PROBLEM TO SOLVE: Copy the following lines without any changes, covering every record.

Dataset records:
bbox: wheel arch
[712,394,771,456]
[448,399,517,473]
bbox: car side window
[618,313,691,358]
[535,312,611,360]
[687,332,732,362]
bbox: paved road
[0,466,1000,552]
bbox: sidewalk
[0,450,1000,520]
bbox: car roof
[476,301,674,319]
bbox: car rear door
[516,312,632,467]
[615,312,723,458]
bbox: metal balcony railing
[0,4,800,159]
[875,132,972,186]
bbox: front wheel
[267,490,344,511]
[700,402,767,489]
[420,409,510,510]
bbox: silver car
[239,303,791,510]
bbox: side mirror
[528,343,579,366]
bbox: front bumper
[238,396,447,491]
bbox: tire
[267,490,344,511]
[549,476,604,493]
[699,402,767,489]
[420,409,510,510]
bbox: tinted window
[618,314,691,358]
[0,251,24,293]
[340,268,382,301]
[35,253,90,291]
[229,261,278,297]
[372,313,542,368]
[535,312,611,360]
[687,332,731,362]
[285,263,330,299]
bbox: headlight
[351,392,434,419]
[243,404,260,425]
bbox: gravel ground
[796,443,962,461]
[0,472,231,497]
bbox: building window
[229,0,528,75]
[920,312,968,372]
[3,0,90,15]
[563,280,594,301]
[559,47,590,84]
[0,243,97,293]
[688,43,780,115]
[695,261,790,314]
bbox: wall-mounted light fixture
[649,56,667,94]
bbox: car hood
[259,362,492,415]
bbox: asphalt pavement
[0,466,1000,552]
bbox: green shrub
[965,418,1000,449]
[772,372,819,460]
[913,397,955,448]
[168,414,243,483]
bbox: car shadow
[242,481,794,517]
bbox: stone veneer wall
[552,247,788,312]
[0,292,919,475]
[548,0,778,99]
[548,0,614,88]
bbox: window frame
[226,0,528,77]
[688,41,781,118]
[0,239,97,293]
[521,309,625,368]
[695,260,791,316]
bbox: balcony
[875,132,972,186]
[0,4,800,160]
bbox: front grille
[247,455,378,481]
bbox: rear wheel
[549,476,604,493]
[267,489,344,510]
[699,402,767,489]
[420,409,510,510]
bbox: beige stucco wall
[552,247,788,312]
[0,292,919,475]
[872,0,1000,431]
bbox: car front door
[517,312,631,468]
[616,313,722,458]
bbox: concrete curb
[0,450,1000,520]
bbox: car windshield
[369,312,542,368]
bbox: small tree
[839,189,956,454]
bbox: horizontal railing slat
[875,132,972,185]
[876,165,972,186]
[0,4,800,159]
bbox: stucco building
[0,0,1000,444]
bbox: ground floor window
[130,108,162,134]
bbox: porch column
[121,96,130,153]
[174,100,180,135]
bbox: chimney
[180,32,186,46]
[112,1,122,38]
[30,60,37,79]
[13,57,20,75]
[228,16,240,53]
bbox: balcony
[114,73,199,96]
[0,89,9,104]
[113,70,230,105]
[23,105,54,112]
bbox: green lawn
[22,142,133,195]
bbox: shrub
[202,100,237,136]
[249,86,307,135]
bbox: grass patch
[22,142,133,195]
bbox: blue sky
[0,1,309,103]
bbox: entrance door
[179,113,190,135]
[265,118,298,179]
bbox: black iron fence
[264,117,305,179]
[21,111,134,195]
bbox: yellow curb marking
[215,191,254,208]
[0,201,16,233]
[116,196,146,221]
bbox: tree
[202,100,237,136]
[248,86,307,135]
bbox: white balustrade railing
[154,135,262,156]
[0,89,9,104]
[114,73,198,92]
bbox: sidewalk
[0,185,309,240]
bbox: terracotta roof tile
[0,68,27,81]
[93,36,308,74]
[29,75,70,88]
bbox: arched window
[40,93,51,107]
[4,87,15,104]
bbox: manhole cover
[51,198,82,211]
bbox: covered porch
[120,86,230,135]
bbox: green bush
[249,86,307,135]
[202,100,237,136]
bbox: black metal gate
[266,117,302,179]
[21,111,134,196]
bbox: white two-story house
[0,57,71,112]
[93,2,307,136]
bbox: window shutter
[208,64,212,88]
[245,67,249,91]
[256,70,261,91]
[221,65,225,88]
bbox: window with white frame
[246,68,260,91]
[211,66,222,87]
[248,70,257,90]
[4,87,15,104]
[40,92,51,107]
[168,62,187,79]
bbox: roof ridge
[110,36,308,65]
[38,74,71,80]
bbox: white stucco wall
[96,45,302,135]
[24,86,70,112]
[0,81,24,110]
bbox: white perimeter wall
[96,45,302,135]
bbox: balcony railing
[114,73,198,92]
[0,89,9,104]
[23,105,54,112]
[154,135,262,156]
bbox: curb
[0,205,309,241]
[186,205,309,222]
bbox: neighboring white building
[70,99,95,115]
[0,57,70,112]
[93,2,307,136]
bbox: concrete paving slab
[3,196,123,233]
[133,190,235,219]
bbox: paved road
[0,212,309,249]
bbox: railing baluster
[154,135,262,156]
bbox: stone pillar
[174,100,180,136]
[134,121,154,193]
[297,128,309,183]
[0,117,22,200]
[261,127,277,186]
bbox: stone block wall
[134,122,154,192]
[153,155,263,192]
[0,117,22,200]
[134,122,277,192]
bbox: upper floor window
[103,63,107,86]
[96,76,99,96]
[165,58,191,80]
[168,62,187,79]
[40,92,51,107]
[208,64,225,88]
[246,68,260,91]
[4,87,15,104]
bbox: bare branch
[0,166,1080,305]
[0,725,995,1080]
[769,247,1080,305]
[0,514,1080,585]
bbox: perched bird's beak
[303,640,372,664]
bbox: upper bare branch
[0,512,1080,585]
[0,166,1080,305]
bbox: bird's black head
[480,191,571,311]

RESULT FOR THIS TASK:
bbox: wheel arch
[712,394,771,456]
[448,399,517,473]
bbox: car side window
[618,313,691,358]
[535,312,611,360]
[687,332,732,362]
bbox: paved road
[0,466,1000,552]
bbox: sidewalk
[0,450,1000,520]
bbox: car roof
[476,301,674,319]
bbox: car rear door
[516,312,632,467]
[615,312,723,458]
bbox: metal balcony railing
[0,4,800,159]
[875,132,972,186]
bbox: front wheel
[267,490,344,511]
[700,402,767,489]
[420,409,510,510]
bbox: silver car
[239,303,791,510]
bbox: side mirror
[528,343,579,366]
bbox: front bumper
[238,396,447,491]
bbox: tire
[267,490,344,511]
[549,476,604,493]
[699,402,767,489]
[420,409,510,510]
bbox: tinted window
[618,314,691,358]
[0,251,24,293]
[340,268,382,301]
[35,253,90,291]
[229,261,278,297]
[372,313,542,368]
[535,312,611,360]
[687,332,731,362]
[285,263,330,299]
bbox: headlight
[351,392,434,419]
[243,404,260,425]
bbox: gravel ground
[796,443,962,461]
[0,472,231,497]
bbox: building window
[229,0,528,75]
[920,312,968,372]
[3,0,90,15]
[563,280,594,301]
[559,47,590,84]
[0,243,97,293]
[688,43,780,115]
[695,261,790,314]
bbox: wall-mounted light fixture
[649,56,667,94]
bbox: car hood
[259,362,492,415]
bbox: asphalt pavement
[0,466,1000,552]
bbox: green shrub
[965,418,1000,449]
[772,372,819,460]
[913,397,955,448]
[168,414,243,483]
bbox: car shadow
[242,481,794,517]
bbox: stone veneer wall
[552,247,788,312]
[0,292,919,475]
[548,0,778,99]
[548,0,614,88]
bbox: window frame
[226,0,528,77]
[688,41,781,118]
[0,239,97,293]
[521,309,625,368]
[695,260,791,316]
bbox: balcony
[875,132,972,186]
[0,4,800,160]
bbox: front grille
[247,455,378,481]
bbox: rear wheel
[549,476,604,493]
[267,489,344,510]
[699,402,767,489]
[420,409,510,510]
bbox: beige stucco wall
[552,247,788,312]
[0,292,919,475]
[872,0,1000,431]
bbox: car front door
[517,312,631,468]
[616,313,722,458]
bbox: concrete curb
[0,450,1000,520]
bbox: car windshield
[369,312,542,368]
bbox: small tree
[839,189,956,454]
bbox: horizontal railing slat
[875,132,972,185]
[876,165,972,186]
[0,4,800,159]
bbox: stucco building
[0,0,1000,444]
bbox: ground floor window
[130,108,162,134]
bbox: porch column
[121,96,130,153]
[174,100,180,135]
bbox: chimney
[180,32,186,46]
[112,1,122,38]
[30,60,37,79]
[13,57,20,75]
[228,16,240,53]
bbox: balcony
[114,73,199,96]
[0,89,9,104]
[113,70,230,105]
[23,105,54,112]
bbox: green lawn
[22,142,133,195]
bbox: shrub
[202,100,237,136]
[249,86,307,135]
bbox: grass patch
[22,142,133,195]
bbox: blue sky
[0,1,309,103]
bbox: entrance door
[179,113,190,135]
[265,118,298,179]
bbox: black iron fence
[264,117,305,179]
[21,111,134,195]
bbox: yellow curb marking
[215,191,254,208]
[0,201,16,233]
[116,196,146,221]
bbox: tree
[202,100,237,136]
[248,86,307,135]
bbox: white balustrade railing
[154,135,262,156]
[0,89,9,104]
[114,73,198,92]
bbox: sidewalk
[0,185,309,240]
bbox: terracotta roof tile
[0,68,27,81]
[93,36,308,74]
[29,75,70,88]
bbox: arched window
[40,93,51,107]
[4,87,15,104]
bbox: manhole cover
[51,198,82,211]
bbox: covered porch
[120,86,230,135]
bbox: green bush
[249,86,307,135]
[202,100,237,136]
bbox: black metal gate
[266,117,302,179]
[21,111,134,196]
bbox: white two-story house
[0,57,71,112]
[93,2,307,136]
bbox: window shutter
[208,64,212,88]
[245,67,249,91]
[256,70,261,91]
[221,65,225,88]
bbox: window with white frame
[246,68,260,91]
[211,66,222,87]
[248,70,257,90]
[4,87,15,104]
[40,92,51,107]
[168,62,187,79]
bbox: roof ridge
[110,36,308,65]
[38,74,71,80]
bbox: white stucco wall
[96,45,302,135]
[24,86,70,112]
[0,81,24,110]
bbox: white perimeter wall
[96,45,302,135]
bbox: balcony railing
[114,73,198,92]
[0,89,9,104]
[23,105,54,112]
[154,135,262,156]
bbox: curb
[0,205,309,241]
[186,205,309,222]
bbox: neighboring white building
[70,99,95,115]
[0,57,70,112]
[93,2,307,136]
bbox: concrete paving slab
[3,196,123,233]
[133,190,235,219]
bbox: paved road
[0,212,309,249]
bbox: railing baluster
[154,135,262,156]
bbox: stone pillar
[174,100,180,136]
[134,121,154,193]
[297,128,309,183]
[0,117,22,200]
[261,127,277,186]
bbox: stone block wall
[134,122,154,192]
[153,155,263,192]
[0,117,22,200]
[134,122,277,192]
bbox: upper floor window
[103,63,107,86]
[96,76,99,96]
[165,58,191,80]
[168,62,187,79]
[40,92,51,107]
[208,64,225,88]
[246,68,260,91]
[4,87,15,104]
bbox: bare branch
[0,166,1080,305]
[0,725,995,1080]
[769,247,1080,305]
[0,514,1080,585]
bbox: perched bird's beak
[303,640,372,664]
bbox: upper bare branch
[0,512,1080,585]
[0,166,1080,305]
bbox: bird's black head
[480,191,571,311]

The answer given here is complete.